**TEXT EXTRACT**
* Begin *

Analysis and Comparison of Pitch Estimation Algorithms - YIN vs P-YIN¶

Krishna Subramani, 150020008¶

An introduction to the problem -¶

What is pitch? - Can be 'loosely' defined as the fundamental frequency$(F_0 = \frac{1}{T_0})$(reciprocal of fundamental period) of an audio signal. Mathematically, \begin{align} &\min_{T} x(t + T) = x(t) \tag{1} \label{e1}\\ \end{align} Although, to be more precise, pitch is a perceptual construct as opposed to $F_0$, though they are related.
We will discuss the YIN algorithm first, and then present a motivation to move on to a better estimator, the P-YIN(Probabilistic-YIN)

# Dependencies
import numpy as np
import essentia
import essentia.standard as ess
import matplotlib.pyplot as pyp
import IPython.display as ipd
import matplotlib

def genAudioTone(pitch, hopSize = 128, fs = 44100):
    """

* End *

**EXTRACTED MATERIAL**

* Begin *

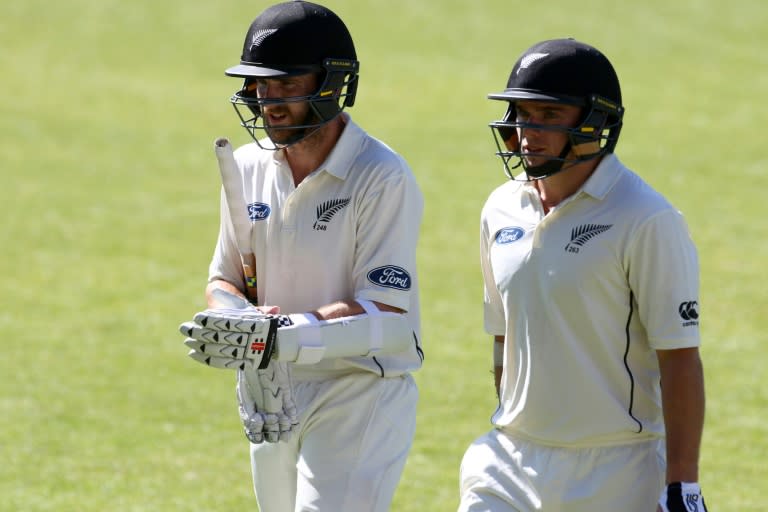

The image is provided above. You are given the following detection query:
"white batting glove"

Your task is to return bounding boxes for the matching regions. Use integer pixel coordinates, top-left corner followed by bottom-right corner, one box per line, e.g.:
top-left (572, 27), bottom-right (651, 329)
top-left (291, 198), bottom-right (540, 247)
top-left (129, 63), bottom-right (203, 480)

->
top-left (179, 298), bottom-right (299, 443)
top-left (659, 482), bottom-right (707, 512)
top-left (237, 361), bottom-right (299, 444)
top-left (179, 308), bottom-right (291, 370)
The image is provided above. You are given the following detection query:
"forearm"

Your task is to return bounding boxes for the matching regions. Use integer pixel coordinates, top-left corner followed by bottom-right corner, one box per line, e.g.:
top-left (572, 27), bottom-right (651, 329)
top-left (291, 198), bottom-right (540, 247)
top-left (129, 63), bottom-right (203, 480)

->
top-left (312, 300), bottom-right (404, 320)
top-left (658, 348), bottom-right (705, 483)
top-left (205, 279), bottom-right (248, 308)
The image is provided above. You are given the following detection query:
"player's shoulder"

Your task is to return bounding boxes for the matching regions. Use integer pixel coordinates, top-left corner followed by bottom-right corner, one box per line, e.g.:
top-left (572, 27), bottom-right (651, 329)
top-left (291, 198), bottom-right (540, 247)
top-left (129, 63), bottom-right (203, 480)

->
top-left (607, 157), bottom-right (677, 217)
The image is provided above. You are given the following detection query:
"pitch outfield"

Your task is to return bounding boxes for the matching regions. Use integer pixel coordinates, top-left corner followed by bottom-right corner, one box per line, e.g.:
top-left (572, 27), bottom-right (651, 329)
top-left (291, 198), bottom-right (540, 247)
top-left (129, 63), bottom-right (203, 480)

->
top-left (0, 0), bottom-right (768, 512)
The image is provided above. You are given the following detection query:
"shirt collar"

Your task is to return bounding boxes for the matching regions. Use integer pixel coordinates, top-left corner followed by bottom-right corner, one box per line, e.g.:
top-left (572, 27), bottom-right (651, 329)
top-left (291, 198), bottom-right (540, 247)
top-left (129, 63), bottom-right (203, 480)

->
top-left (581, 153), bottom-right (622, 200)
top-left (318, 112), bottom-right (365, 180)
top-left (517, 153), bottom-right (624, 200)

* End *

Reproduce verbatim the passage of the pitch estimation text starting at "What is pitch?" and ending at "estimator, the P-YIN(Probabilistic-YIN)".

**SOLUTION**
What is pitch? - Can be 'loosely' defined as the fundamental frequency$(F_0 = \frac{1}{T_0})$(reciprocal of fundamental period) of an audio signal. Mathematically, \begin{align} &\min_{T} x(t + T) = x(t) \tag{1} \label{e1}\\ \end{align} Although, to be more precise, pitch is a perceptual construct as opposed to $F_0$, though they are related.
We will discuss the YIN algorithm first, and then present a motivation to move on to a better estimator, the P-YIN(Probabilistic-YIN)